▸ **Problem description**
Give back every line of the data below unchanged, keeping each character, space and line break as it appears.

▸ **Exercise material**
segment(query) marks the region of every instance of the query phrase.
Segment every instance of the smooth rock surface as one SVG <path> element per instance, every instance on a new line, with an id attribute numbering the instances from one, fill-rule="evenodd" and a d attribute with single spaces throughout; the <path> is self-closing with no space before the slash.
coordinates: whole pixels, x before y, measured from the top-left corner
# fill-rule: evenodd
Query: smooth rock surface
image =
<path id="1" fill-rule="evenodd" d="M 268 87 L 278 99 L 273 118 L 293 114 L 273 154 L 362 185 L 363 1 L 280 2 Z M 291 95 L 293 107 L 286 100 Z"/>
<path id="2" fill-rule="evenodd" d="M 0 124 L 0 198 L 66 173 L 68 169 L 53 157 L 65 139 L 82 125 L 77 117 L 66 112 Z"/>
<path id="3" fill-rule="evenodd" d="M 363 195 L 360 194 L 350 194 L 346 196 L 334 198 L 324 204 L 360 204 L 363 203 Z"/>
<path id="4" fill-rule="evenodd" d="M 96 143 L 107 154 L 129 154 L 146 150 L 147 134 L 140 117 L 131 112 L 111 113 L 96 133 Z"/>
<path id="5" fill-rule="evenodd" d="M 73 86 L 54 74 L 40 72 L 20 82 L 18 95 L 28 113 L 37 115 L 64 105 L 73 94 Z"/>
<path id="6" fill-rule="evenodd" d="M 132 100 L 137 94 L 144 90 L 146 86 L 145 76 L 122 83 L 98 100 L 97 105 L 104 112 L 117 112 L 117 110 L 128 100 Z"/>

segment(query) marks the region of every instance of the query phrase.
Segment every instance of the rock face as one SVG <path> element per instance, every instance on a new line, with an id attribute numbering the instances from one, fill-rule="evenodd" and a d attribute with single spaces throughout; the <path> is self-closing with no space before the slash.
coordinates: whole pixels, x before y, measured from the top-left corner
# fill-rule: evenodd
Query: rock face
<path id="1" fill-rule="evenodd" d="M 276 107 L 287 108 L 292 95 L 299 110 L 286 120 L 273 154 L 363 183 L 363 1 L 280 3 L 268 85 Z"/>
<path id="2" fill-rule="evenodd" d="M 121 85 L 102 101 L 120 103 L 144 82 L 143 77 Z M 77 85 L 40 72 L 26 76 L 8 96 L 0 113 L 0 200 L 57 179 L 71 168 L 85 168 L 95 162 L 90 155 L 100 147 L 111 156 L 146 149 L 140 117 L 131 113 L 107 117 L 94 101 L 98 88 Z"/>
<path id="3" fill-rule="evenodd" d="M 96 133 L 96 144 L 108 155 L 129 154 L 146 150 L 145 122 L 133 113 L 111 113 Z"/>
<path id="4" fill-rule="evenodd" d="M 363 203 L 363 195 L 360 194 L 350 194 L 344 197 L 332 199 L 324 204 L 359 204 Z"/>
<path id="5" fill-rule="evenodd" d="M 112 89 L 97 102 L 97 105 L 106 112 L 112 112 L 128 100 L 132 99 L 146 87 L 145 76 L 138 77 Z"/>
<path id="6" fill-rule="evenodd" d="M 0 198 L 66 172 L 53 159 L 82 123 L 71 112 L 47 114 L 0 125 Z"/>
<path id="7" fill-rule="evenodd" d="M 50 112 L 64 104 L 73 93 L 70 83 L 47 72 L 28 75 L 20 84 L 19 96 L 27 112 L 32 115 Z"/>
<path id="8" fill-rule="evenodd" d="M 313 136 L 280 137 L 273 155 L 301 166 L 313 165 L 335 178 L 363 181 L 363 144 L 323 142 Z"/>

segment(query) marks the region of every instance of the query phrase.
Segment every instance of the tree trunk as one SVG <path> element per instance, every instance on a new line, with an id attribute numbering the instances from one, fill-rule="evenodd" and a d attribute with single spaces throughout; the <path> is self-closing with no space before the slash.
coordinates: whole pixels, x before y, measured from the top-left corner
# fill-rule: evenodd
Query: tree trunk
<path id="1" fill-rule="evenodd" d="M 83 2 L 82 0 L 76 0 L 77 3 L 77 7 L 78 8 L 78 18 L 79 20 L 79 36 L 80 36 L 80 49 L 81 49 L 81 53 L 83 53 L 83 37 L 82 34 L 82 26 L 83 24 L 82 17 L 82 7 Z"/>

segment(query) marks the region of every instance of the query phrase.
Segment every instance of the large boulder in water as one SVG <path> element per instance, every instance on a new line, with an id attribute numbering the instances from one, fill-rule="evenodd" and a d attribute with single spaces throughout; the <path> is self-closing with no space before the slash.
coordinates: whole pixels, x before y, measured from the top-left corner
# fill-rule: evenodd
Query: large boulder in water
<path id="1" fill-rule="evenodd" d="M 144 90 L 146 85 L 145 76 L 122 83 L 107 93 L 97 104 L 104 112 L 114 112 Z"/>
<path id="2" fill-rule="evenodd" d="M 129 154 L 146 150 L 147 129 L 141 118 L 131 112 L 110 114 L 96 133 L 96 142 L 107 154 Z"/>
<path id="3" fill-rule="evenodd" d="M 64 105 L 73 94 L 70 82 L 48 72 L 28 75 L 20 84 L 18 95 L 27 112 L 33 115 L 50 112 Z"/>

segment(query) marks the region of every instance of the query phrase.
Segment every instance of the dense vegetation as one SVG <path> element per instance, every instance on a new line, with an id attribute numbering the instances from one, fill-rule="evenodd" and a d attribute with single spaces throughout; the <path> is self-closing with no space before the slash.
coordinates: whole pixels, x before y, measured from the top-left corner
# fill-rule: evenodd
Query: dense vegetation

▸ **Exercise solution**
segment(query) marks the region of every instance of the query phrase.
Segment every instance of the smooth rock surface as one SVG <path> element per instance, every instance on a new line, with an id attribute numbering the instances from one, fill-rule="evenodd" and a d attribute with single spaces throughout; the <path> is self-closing with no space before the slash.
coordinates: whole pixels, x before y, measured from the top-left corner
# fill-rule: evenodd
Query: smooth rock surface
image =
<path id="1" fill-rule="evenodd" d="M 268 87 L 278 99 L 273 118 L 293 114 L 273 154 L 362 185 L 363 1 L 280 2 Z M 291 95 L 293 107 L 286 100 Z"/>
<path id="2" fill-rule="evenodd" d="M 0 124 L 0 198 L 66 173 L 68 169 L 53 157 L 65 139 L 82 125 L 77 117 L 66 112 Z"/>
<path id="3" fill-rule="evenodd" d="M 363 195 L 360 194 L 350 194 L 346 196 L 334 198 L 324 204 L 360 204 L 363 203 Z"/>
<path id="4" fill-rule="evenodd" d="M 96 143 L 107 154 L 129 154 L 146 150 L 147 134 L 140 117 L 131 112 L 111 113 L 96 133 Z"/>
<path id="5" fill-rule="evenodd" d="M 73 86 L 54 74 L 40 72 L 20 82 L 18 95 L 28 113 L 37 115 L 64 105 L 73 94 Z"/>
<path id="6" fill-rule="evenodd" d="M 132 100 L 137 94 L 144 90 L 146 86 L 145 76 L 122 83 L 98 100 L 97 105 L 104 112 L 117 112 L 117 110 L 128 100 Z"/>

segment(query) marks the region of every instance of the query phrase.
Segment every instance of the rock face as one SVG <path> element per instance, every instance on a new line, with an id attribute numbering the instances from one, fill-rule="evenodd" and a d attribute with single spaces throughout; the <path> is self-closing with no space before the slash.
coordinates: whole pixels, x before y, measured from the top-left corner
# fill-rule: evenodd
Query: rock face
<path id="1" fill-rule="evenodd" d="M 276 107 L 287 108 L 292 95 L 299 110 L 286 120 L 273 154 L 363 183 L 363 1 L 280 3 L 268 85 Z"/>
<path id="2" fill-rule="evenodd" d="M 121 85 L 102 101 L 120 103 L 144 82 L 143 77 Z M 77 85 L 40 72 L 26 76 L 8 96 L 0 113 L 0 200 L 57 179 L 71 168 L 85 168 L 95 162 L 90 155 L 100 147 L 111 156 L 146 149 L 140 117 L 131 113 L 107 117 L 94 101 L 98 88 Z"/>
<path id="3" fill-rule="evenodd" d="M 96 133 L 96 144 L 108 155 L 129 154 L 146 150 L 145 122 L 133 113 L 111 113 Z"/>
<path id="4" fill-rule="evenodd" d="M 363 203 L 363 195 L 360 194 L 350 194 L 344 197 L 332 199 L 324 204 L 359 204 Z"/>
<path id="5" fill-rule="evenodd" d="M 112 89 L 97 102 L 97 105 L 106 112 L 112 112 L 128 100 L 132 99 L 146 87 L 145 76 L 138 77 Z"/>
<path id="6" fill-rule="evenodd" d="M 0 198 L 66 172 L 53 159 L 82 123 L 71 112 L 47 114 L 0 125 Z"/>
<path id="7" fill-rule="evenodd" d="M 50 112 L 64 104 L 73 93 L 70 83 L 47 72 L 28 75 L 20 84 L 19 96 L 27 112 L 32 115 Z"/>
<path id="8" fill-rule="evenodd" d="M 313 136 L 280 137 L 273 155 L 301 166 L 313 165 L 335 178 L 363 181 L 363 144 L 323 142 Z"/>

segment(query) marks the region of every instance of the query phrase.
Segment every instance of the tree trunk as one SVG <path> element per instance, every instance on a new line, with an id attribute numbering the instances from one, fill-rule="evenodd" and a d attribute with single spaces throughout; the <path> is self-closing with no space before the slash.
coordinates: whole pixels, x before y, measured from the top-left corner
# fill-rule: evenodd
Query: tree trunk
<path id="1" fill-rule="evenodd" d="M 83 2 L 82 0 L 76 0 L 77 3 L 77 7 L 78 8 L 78 18 L 79 20 L 79 36 L 80 36 L 80 49 L 81 49 L 81 53 L 83 53 L 83 37 L 82 34 L 82 26 L 83 24 L 82 17 L 82 7 Z"/>

segment(query) marks the region of every instance of the query phrase.
Segment every instance of the large boulder in water as one SVG <path> element per instance, every instance on a new line, with an id attribute numbering the instances from one, fill-rule="evenodd" and a d attribute with single spaces throughout; the <path> is self-closing with no space before the slash.
coordinates: whole pixels, x before y, measured from the top-left corner
# fill-rule: evenodd
Query: large boulder in water
<path id="1" fill-rule="evenodd" d="M 144 90 L 146 85 L 145 76 L 122 83 L 107 93 L 97 104 L 104 112 L 114 112 Z"/>
<path id="2" fill-rule="evenodd" d="M 129 154 L 146 150 L 147 129 L 141 118 L 131 112 L 110 114 L 96 133 L 96 142 L 107 154 Z"/>
<path id="3" fill-rule="evenodd" d="M 64 105 L 73 94 L 70 82 L 48 72 L 28 75 L 20 84 L 18 95 L 27 112 L 33 115 L 50 112 Z"/>

segment(query) marks the region of every instance of the query phrase.
Segment every instance of the dense vegetation as one SVG <path> element per instance, every instance on a new line, with an id attribute numbering the instances from one, fill-rule="evenodd" and a d attribute with single spaces throughout; the <path> is self-closing with no space before the slash.
coordinates: whole pixels, x before y, measured from the top-left corner
# fill-rule: evenodd
Query: dense vegetation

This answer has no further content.